▶ THE TASK:
Rewrite the records from the line containing "of the printed" through the line containing "x=460 y=104", inclusive, changing "marker" to "point" and leaving everything else as it is. Return only those lines.

▶ GIVEN RECORDS:
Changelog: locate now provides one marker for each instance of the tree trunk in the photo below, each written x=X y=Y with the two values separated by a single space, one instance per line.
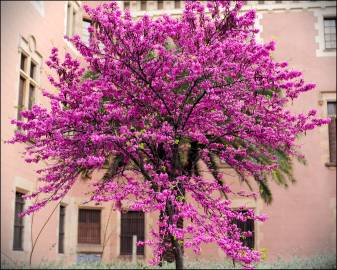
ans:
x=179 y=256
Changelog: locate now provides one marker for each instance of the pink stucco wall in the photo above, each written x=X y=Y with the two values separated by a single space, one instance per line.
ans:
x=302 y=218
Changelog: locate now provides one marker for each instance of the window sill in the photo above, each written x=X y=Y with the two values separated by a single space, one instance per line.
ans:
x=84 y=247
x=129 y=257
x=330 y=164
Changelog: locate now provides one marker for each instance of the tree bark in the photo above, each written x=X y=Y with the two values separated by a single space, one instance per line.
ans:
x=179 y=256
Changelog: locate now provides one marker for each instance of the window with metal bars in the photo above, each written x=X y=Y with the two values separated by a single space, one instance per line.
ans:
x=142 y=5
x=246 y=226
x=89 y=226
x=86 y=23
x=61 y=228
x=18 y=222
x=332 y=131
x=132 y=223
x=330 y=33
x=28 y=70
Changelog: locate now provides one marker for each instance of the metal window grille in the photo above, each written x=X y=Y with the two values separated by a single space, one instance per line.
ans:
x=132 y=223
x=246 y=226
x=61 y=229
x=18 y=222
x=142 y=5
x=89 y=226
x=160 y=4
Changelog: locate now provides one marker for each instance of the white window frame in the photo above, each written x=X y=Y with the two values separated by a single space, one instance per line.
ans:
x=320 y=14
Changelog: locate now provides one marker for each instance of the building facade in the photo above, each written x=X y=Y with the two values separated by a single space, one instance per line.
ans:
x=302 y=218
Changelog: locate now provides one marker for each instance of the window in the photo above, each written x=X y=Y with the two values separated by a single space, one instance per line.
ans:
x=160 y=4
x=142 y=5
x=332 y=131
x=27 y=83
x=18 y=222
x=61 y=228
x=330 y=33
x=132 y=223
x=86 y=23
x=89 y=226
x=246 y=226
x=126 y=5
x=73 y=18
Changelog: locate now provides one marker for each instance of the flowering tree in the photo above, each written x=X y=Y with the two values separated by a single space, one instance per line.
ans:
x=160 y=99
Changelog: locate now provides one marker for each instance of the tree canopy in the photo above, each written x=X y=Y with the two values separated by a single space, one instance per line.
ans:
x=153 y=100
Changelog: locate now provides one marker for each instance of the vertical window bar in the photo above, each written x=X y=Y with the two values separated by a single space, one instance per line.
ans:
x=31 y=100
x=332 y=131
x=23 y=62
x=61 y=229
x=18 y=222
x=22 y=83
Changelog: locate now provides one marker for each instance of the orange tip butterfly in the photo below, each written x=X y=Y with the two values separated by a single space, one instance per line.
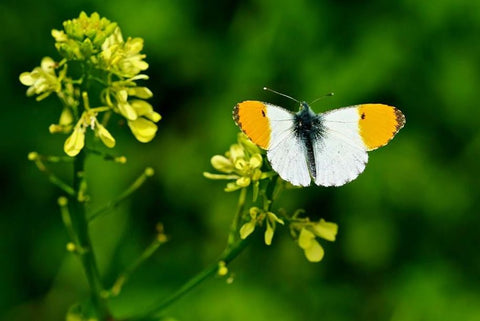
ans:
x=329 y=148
--
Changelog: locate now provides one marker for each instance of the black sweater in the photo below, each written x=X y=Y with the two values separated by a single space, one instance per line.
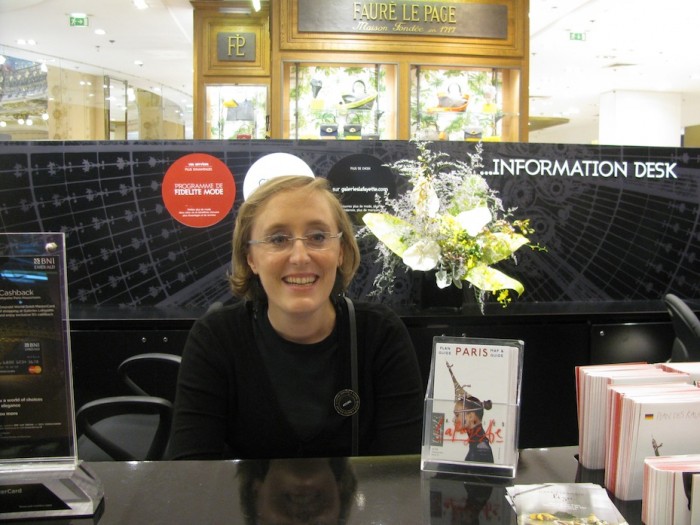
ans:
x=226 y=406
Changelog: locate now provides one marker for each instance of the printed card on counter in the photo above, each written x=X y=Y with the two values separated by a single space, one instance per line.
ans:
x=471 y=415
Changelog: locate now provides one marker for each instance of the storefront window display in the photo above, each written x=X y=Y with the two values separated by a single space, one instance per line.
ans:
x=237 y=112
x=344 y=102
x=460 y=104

▶ REPLY:
Changelog: locate now provides one point for each instance of the printed card on counter in the photo above, each written x=X y=Y with the two values separated by a single space, one instance per line.
ans:
x=471 y=415
Changelog: locate now provides one point for each instance of the storefront window display in the photo above, each written x=X y=Y with the two values separated by a single space, one instance per line.
ans:
x=237 y=112
x=344 y=102
x=460 y=104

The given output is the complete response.